» **Exercise brief**:
Set down, word for word, everything in the St Thomas' Church text below from "By 1994 there" down to "Bishop of Chester.".

» **Extract**:

St Thomas' Church is in School Lane, Parkgate, Cheshire, England. It is an Anglican chapel of ease in the parish of St Mary and St Helen, Neston, the deanery of Wirral South, the archdeaconry of Chester, and the diocese of Chester. The church is recorded in the National Heritage List for England as a designated Grade II listed building. Because of its earlier associations with the fishing community, it has been called the "Fisherman's Church".

==History==
St Thomas' was built in 1843 as a Congregational chapel. In 1858 it was sold to the Presbyterian church, but the congregation soon moved to a different building leaving St Thomas' empty. The Church of England leased it in 1910, and bought it in 1917, when it became a chapel of ease to the parish church in Neston.

By 1994 there were concerns about the stability of the building, it was closed in July of that year, and demolition seemed likely. The church was listed at Grade II the following year. In 2001 the Bishop's Trust for the Restoration of St Thomas' Parkgate was established. English Heritage gave a grant of £40,000 and together with fundraising by local groups, a total of £250,000 was made available for the church to be made safe and restored. It was re-dedicated on 4 July 2010 by Revd Peter Forster, Bishop of Chester.

==Architecture==
The church is constructed in red sandstone with stone dressings, and a slate roof with stone copings. The authors of the Buildings of England series describe it as "a small sandstone box". Its plan consists of a five-bay continuous nave and chancel. Along the sides of the church are five lancet windows, the easternmost and westernmost windows on each side being blocked. There are also blocked stepped lancets at the west end, above which is a blocked round window. At the east end is a short porch and an entrance door, over which is a lancet window. On each side of the porch are small flat-headed windows. On the north side of the church is a chancel door approached by four steps. On the east gable is a finial with the appearance of a turret. Inside the church is a gallery at the rear, and oak furniture, which includes the altar, pulpit, reader's desk and communion rail. In the corner of the gallery is a small single-manual organ.

» **Given data**:

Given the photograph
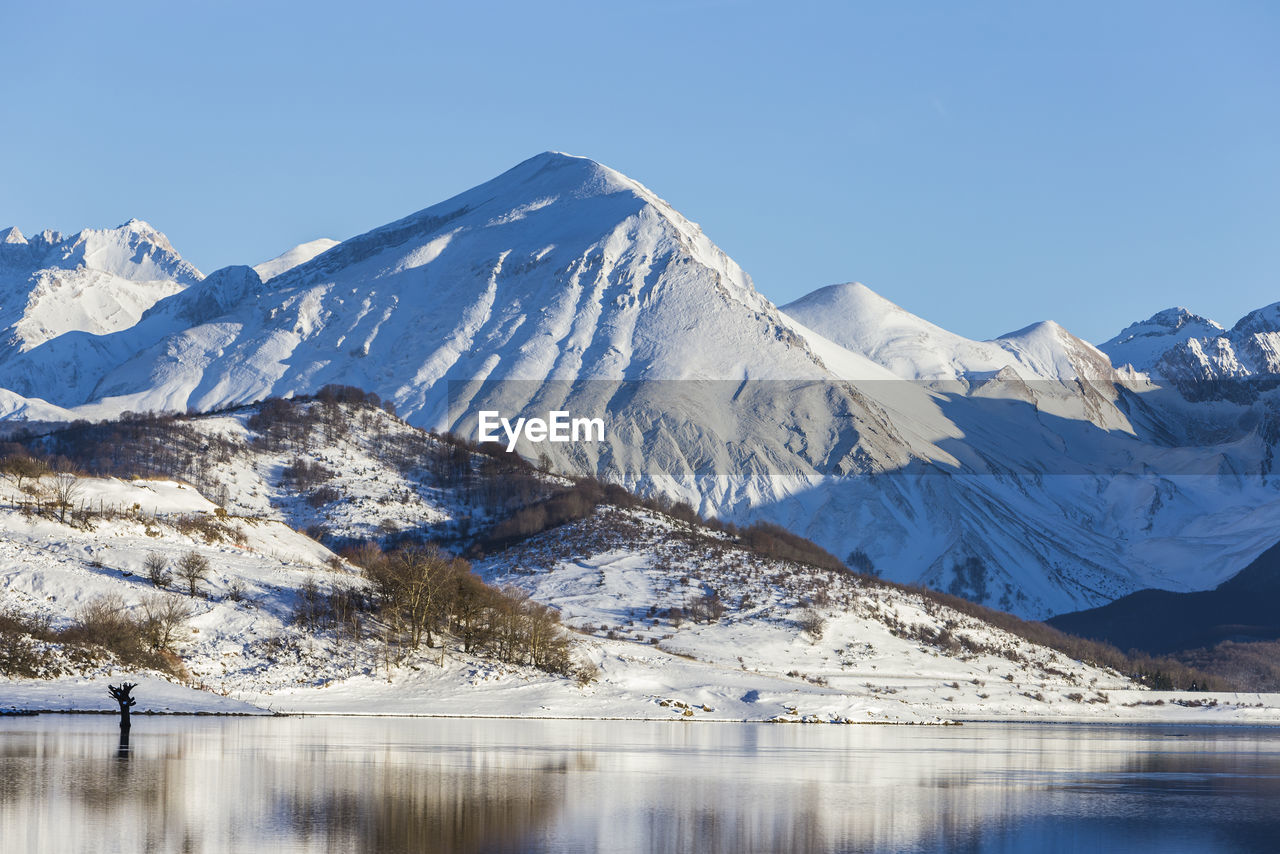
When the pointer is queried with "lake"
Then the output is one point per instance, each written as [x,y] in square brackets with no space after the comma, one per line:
[389,785]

» **Worked solution**:
By 1994 there were concerns about the stability of the building, it was closed in July of that year, and demolition seemed likely. The church was listed at Grade II the following year. In 2001 the Bishop's Trust for the Restoration of St Thomas' Parkgate was established. English Heritage gave a grant of £40,000 and together with fundraising by local groups, a total of £250,000 was made available for the church to be made safe and restored. It was re-dedicated on 4 July 2010 by Revd Peter Forster, Bishop of Chester.